───── Extract provided ─────

Palm Harbor, Florida

JACK RYAN: We would like to welcome the defending champion Paul Casey to the 2019 Valspar Championship. Paul, looking back on last year, what sort of memories come to mind when you think of that victory.

PAUL CASEY: Very cool memories. It's been great being out on the course the last two days to kind of relive that and back on the 18th green yesterday making the great up-and-down on 18 last year that sealed the victory. Walking into the locker room seeing the sofa that I was sitting on for an hour and a half watching the drama unfold. Yeah, it's always good memories any time I've won an event anywhere around the world it's, it always has a little special place in your heart and this one is very much has that.

JACK RYAN: Open it up for questions.

Q. Talk about the condition of the course, has it changed any at all from last year, the greens look very lush, everything looks very lush to me.
PAUL CASEY: Yeah, it looks, I had some guys talking about of I teed off yesterday they were saying it's sort of, it's okay, I was like, it's better than okay, it's very, very good. Compared to, I don't remember exactly how it played last year conditions-wise. Sort of the length of the rough, but it's a very good setup. It looks lush, but the greens are still up to exceptional speed already and this is one of the places where the design of the course and the contours on the green the pitch on the green, it determines how have you to play it anyway. So green speeds, you never worry too much about green speed because you just know it's exceptionally quick as soon as you get above the hole. But, yes, setup very, very well. The weather looks spectacular for the rest of the week. Conditioning, weather, yeah, agronomy's not going to play a massive role, just because it's so good out there. Putts are rolling smoothly and the rough is fair, stern but fair.

─────

Objective A: Retype the stretch of the press conference transcript from "Palm Harbor, Florida" through "up for questions.".
Objective B: According to the press conference transcript, how long was Paul Casey sitting on the locker room sofa watching the drama unfold?

───── Dataset extract ─────

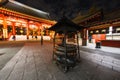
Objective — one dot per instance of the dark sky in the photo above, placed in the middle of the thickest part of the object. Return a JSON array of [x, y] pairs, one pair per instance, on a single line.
[[70, 8]]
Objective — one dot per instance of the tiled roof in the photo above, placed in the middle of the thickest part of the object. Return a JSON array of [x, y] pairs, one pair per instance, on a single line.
[[16, 6]]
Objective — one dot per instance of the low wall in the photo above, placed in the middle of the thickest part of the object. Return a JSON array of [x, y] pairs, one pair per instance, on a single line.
[[103, 60], [111, 43]]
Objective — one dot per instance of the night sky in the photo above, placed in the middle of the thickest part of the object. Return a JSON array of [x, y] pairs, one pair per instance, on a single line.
[[70, 8]]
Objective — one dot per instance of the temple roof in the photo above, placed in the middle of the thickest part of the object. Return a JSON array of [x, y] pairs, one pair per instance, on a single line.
[[66, 25], [19, 7]]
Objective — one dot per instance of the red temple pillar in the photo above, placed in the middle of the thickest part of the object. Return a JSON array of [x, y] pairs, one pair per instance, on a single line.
[[84, 37], [5, 32], [13, 30]]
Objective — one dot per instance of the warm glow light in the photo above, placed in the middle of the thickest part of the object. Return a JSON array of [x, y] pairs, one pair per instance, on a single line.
[[39, 11], [9, 23], [1, 21], [17, 24]]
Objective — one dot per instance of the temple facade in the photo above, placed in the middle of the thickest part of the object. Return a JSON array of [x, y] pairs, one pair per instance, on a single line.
[[101, 27], [19, 19]]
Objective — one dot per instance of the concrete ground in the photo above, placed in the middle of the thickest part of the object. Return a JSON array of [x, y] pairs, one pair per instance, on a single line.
[[34, 62]]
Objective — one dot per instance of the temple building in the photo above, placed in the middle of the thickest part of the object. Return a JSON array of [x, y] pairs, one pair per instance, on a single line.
[[101, 26], [18, 19]]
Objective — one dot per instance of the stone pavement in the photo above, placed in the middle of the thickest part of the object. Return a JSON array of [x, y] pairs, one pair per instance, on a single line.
[[34, 62]]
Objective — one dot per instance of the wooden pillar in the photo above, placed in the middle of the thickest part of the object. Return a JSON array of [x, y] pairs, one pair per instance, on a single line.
[[39, 29], [5, 31], [47, 32], [84, 37], [27, 29], [13, 30]]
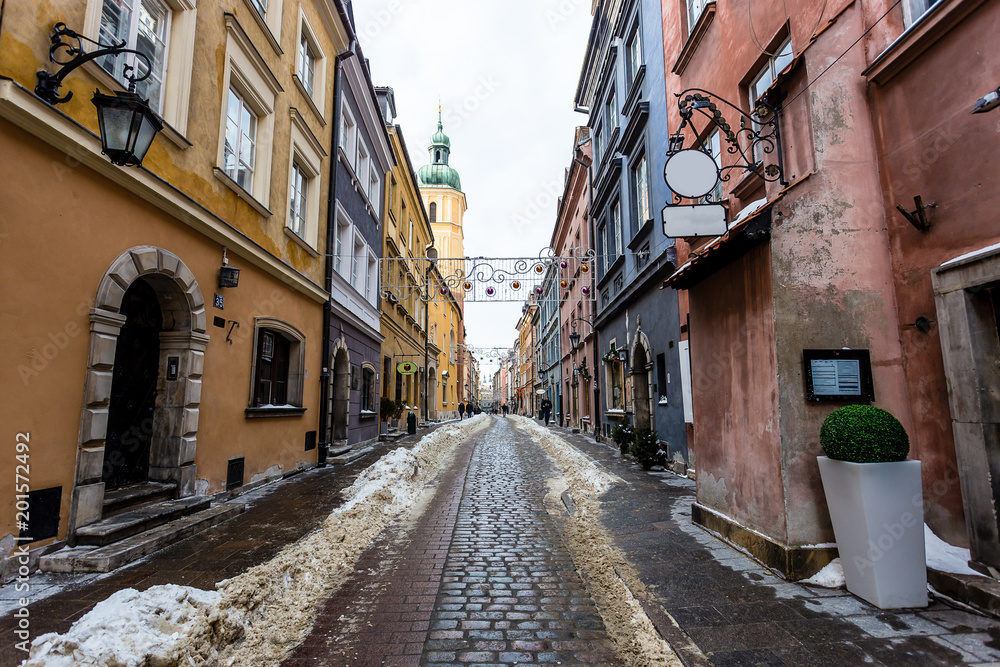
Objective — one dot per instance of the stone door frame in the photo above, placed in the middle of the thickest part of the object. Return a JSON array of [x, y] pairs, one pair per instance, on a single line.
[[971, 352], [175, 421]]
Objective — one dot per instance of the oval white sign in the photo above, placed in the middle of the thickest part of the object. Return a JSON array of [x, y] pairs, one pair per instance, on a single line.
[[691, 173]]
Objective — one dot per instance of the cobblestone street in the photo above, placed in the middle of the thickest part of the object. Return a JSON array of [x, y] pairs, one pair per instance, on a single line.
[[481, 574]]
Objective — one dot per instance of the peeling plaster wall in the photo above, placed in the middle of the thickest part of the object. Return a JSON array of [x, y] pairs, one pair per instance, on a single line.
[[930, 145], [735, 394]]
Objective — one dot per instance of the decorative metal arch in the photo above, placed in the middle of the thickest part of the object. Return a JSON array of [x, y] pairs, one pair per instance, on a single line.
[[758, 129], [486, 279]]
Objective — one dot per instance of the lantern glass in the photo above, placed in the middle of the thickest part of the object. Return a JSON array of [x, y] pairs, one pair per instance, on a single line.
[[127, 125]]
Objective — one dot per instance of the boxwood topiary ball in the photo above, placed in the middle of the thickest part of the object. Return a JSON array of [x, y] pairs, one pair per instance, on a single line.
[[864, 434]]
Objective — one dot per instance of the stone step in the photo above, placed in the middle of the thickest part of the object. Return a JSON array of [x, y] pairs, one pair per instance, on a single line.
[[139, 519], [349, 457], [117, 501], [113, 556]]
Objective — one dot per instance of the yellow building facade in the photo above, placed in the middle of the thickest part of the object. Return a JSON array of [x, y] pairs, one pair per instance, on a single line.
[[407, 236], [128, 364]]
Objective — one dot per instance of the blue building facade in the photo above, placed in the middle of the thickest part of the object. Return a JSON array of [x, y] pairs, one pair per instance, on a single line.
[[363, 157], [622, 89]]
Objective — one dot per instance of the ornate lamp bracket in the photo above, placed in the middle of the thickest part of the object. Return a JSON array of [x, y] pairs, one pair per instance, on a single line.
[[759, 134], [70, 41]]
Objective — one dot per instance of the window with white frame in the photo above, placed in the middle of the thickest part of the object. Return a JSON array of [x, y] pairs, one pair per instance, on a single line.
[[348, 134], [311, 64], [633, 52], [762, 82], [371, 291], [640, 185], [247, 123], [344, 245], [144, 25], [914, 9], [298, 199], [713, 146], [695, 8], [240, 141], [362, 164], [358, 257], [307, 64]]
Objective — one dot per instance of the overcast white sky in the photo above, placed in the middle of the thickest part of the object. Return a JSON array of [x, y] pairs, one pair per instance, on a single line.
[[506, 73]]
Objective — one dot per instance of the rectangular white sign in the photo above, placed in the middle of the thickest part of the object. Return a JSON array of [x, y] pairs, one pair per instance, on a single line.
[[694, 220]]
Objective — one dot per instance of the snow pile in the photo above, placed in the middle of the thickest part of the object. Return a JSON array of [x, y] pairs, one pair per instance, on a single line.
[[257, 617], [569, 458], [609, 577], [831, 576], [120, 630], [944, 557]]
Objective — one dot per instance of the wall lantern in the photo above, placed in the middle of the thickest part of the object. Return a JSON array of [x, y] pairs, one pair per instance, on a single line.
[[127, 123]]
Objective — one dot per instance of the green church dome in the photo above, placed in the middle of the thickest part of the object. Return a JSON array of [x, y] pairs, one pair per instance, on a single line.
[[438, 174]]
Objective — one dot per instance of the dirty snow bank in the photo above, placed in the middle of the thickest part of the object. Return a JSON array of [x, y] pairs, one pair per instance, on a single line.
[[831, 576], [120, 630], [609, 577], [257, 617]]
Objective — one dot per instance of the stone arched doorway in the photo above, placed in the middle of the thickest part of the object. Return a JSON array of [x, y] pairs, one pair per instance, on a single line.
[[642, 382], [140, 426], [341, 391]]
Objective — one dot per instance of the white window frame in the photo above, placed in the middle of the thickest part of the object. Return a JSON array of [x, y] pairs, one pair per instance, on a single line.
[[178, 66], [348, 134], [267, 14], [913, 10], [247, 74], [316, 93], [306, 151]]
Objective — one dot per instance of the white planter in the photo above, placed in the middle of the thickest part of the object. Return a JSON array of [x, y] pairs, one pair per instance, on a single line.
[[878, 518]]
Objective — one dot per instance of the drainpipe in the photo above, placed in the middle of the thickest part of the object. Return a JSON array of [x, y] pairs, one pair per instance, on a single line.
[[598, 425], [326, 376]]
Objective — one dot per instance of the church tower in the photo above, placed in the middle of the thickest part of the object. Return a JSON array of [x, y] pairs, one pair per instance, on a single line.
[[441, 189]]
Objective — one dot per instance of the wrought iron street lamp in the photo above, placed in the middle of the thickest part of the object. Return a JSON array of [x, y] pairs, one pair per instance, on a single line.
[[128, 124]]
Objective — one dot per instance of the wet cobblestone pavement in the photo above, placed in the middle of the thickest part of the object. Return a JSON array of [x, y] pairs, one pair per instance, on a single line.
[[482, 578]]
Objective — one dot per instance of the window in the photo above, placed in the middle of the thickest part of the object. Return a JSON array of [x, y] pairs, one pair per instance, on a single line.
[[369, 395], [307, 64], [246, 128], [914, 9], [348, 134], [241, 141], [163, 30], [144, 25], [272, 368], [278, 364], [298, 196], [640, 185], [633, 53], [713, 146], [760, 84], [372, 276], [616, 228], [695, 8]]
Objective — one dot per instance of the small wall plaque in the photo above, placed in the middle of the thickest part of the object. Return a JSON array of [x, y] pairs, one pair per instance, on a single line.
[[838, 375]]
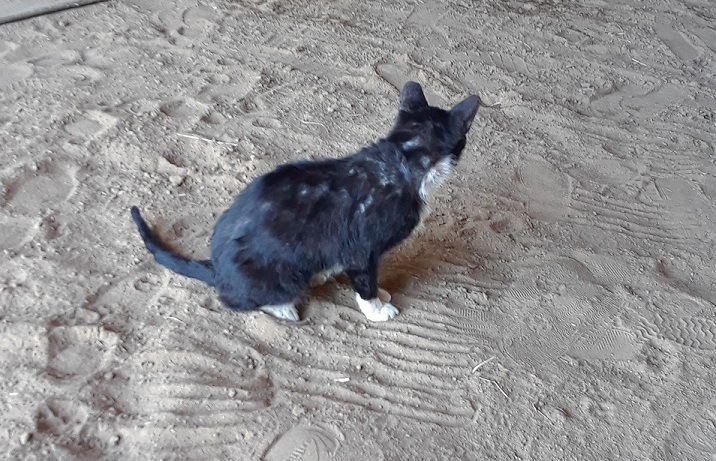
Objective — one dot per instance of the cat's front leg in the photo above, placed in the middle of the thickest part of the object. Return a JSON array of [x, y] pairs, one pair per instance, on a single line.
[[368, 295]]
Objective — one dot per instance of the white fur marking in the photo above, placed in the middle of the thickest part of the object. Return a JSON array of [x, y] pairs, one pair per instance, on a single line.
[[435, 177], [376, 310], [412, 143], [282, 311], [320, 278]]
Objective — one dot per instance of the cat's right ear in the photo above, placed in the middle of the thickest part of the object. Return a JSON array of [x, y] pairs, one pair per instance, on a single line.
[[412, 98], [463, 114]]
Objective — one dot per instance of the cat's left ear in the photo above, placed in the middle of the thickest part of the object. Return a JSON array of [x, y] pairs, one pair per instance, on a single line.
[[412, 98], [462, 115]]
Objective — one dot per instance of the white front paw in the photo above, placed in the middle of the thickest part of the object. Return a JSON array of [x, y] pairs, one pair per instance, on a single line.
[[376, 310], [387, 312]]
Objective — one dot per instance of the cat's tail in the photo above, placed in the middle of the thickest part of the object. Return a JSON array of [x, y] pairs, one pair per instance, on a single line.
[[201, 270]]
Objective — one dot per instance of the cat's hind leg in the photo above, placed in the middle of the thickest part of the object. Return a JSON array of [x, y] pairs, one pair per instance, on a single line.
[[282, 311], [368, 295]]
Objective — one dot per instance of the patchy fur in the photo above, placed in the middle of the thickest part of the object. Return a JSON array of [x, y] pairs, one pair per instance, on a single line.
[[306, 220]]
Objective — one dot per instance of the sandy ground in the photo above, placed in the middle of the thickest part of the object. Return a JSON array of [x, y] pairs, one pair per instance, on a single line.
[[559, 305]]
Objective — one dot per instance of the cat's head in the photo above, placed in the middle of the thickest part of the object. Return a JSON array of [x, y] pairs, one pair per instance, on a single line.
[[431, 134]]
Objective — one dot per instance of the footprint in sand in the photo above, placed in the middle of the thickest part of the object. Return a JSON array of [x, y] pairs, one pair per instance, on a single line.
[[35, 191], [677, 42], [304, 444], [14, 73], [16, 231], [694, 438], [546, 191], [76, 351], [189, 109], [91, 124]]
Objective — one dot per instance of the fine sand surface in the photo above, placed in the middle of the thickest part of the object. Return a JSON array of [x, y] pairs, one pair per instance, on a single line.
[[559, 305]]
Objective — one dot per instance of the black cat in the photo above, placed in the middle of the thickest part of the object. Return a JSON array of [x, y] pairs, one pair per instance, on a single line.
[[306, 221]]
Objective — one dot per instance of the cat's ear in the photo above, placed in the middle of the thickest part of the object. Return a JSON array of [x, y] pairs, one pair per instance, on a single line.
[[412, 98], [462, 115]]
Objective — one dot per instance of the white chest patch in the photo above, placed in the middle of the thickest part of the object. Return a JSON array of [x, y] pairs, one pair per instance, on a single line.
[[435, 177]]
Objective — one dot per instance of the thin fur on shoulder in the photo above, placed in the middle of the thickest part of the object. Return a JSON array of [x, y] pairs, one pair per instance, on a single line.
[[307, 220]]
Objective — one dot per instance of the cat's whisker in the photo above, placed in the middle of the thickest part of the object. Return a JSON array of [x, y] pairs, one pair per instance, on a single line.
[[200, 138], [482, 364], [315, 123]]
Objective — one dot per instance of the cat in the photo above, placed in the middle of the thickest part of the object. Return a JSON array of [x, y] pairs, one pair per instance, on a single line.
[[307, 221]]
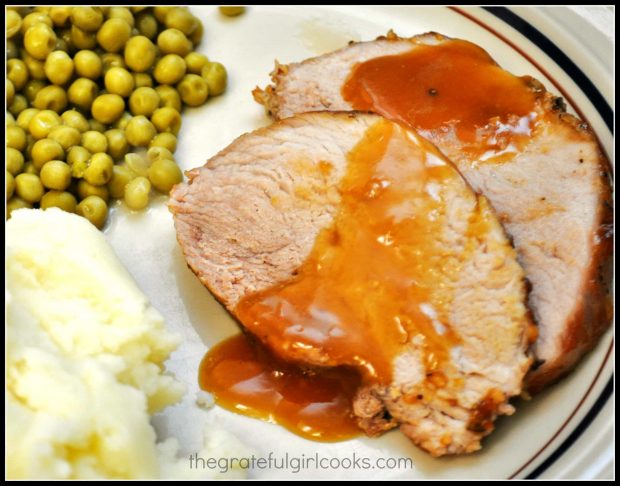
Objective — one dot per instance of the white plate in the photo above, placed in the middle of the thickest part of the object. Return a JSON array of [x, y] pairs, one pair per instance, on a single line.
[[566, 432]]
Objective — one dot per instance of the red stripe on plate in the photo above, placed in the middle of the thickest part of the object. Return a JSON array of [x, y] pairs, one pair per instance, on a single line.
[[581, 115]]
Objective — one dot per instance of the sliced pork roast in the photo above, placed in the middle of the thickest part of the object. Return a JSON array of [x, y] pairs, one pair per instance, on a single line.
[[541, 168], [347, 239]]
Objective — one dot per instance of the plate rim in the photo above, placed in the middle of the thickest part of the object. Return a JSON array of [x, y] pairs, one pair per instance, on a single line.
[[511, 19]]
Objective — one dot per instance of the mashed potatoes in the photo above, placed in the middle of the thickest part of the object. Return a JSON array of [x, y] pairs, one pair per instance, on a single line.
[[85, 353]]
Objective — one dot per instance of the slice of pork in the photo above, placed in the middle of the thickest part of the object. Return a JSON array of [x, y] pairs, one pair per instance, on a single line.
[[553, 198], [248, 219]]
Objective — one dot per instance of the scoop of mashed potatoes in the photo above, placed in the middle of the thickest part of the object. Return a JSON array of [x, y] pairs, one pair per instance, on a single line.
[[85, 354]]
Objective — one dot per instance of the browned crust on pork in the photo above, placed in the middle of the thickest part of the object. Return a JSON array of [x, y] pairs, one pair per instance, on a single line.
[[594, 313]]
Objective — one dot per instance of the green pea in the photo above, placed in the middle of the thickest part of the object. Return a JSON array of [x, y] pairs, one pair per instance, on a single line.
[[119, 81], [137, 193], [66, 136], [195, 62], [16, 137], [13, 23], [123, 121], [94, 141], [167, 120], [156, 153], [110, 60], [20, 103], [196, 36], [23, 119], [60, 15], [51, 98], [140, 53], [170, 69], [29, 168], [161, 13], [36, 68], [85, 189], [58, 67], [138, 163], [88, 64], [114, 34], [45, 150], [173, 41], [143, 80], [74, 119], [215, 75], [94, 209], [118, 145], [59, 199], [78, 158], [193, 90], [29, 187], [10, 185], [10, 91], [83, 92], [14, 161], [40, 40], [82, 39], [147, 25], [96, 126], [99, 169], [122, 13], [140, 131], [144, 101], [181, 18], [12, 50], [88, 19], [169, 97], [32, 88], [17, 73], [55, 174], [43, 122], [108, 108], [32, 18]]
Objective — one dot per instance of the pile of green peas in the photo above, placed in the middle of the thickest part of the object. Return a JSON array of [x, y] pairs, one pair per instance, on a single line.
[[94, 97]]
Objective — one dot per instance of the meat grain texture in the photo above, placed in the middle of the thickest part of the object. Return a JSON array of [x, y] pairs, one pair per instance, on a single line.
[[553, 198], [249, 218]]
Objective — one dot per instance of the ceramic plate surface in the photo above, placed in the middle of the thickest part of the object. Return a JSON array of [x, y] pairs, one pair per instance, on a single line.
[[567, 431]]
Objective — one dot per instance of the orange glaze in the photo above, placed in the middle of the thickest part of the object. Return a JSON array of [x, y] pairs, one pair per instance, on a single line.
[[373, 280], [452, 86], [245, 377]]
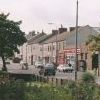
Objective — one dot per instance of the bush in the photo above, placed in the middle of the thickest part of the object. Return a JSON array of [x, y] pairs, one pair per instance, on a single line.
[[16, 60], [88, 77]]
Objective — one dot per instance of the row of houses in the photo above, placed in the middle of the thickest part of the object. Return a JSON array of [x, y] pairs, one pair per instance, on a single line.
[[59, 46]]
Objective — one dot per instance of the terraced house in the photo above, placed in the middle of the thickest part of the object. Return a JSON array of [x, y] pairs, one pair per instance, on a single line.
[[59, 47]]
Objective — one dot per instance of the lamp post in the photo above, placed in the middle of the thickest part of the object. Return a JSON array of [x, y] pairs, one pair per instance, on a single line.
[[56, 42], [98, 55], [76, 55]]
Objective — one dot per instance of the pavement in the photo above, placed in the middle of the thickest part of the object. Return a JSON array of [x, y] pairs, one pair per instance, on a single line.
[[16, 68]]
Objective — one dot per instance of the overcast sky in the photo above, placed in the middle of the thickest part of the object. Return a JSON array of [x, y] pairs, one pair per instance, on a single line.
[[36, 14]]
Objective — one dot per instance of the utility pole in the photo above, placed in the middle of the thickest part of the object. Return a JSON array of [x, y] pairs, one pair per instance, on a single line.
[[76, 55]]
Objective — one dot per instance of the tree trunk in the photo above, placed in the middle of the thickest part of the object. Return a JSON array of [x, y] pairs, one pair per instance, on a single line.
[[4, 68]]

─────

Written solution A:
Palm Harbor, Florida

JACK RYAN: We would like to welcome the defending champion Paul Casey to the 2019 Valspar Championship. Paul, looking back on last year, what sort of memories come to mind when you think of that victory.

PAUL CASEY: Very cool memories. It's been great being out on the course the last two days to kind of relive that and back on the 18th green yesterday making the great up-and-down on 18 last year that sealed the victory. Walking into the locker room seeing the sofa that I was sitting on for an hour and a half watching the drama unfold. Yeah, it's always good memories any time I've won an event anywhere around the world it's, it always has a little special place in your heart and this one is very much has that.

JACK RYAN: Open it up for questions.

Written solution B: An hour and a half.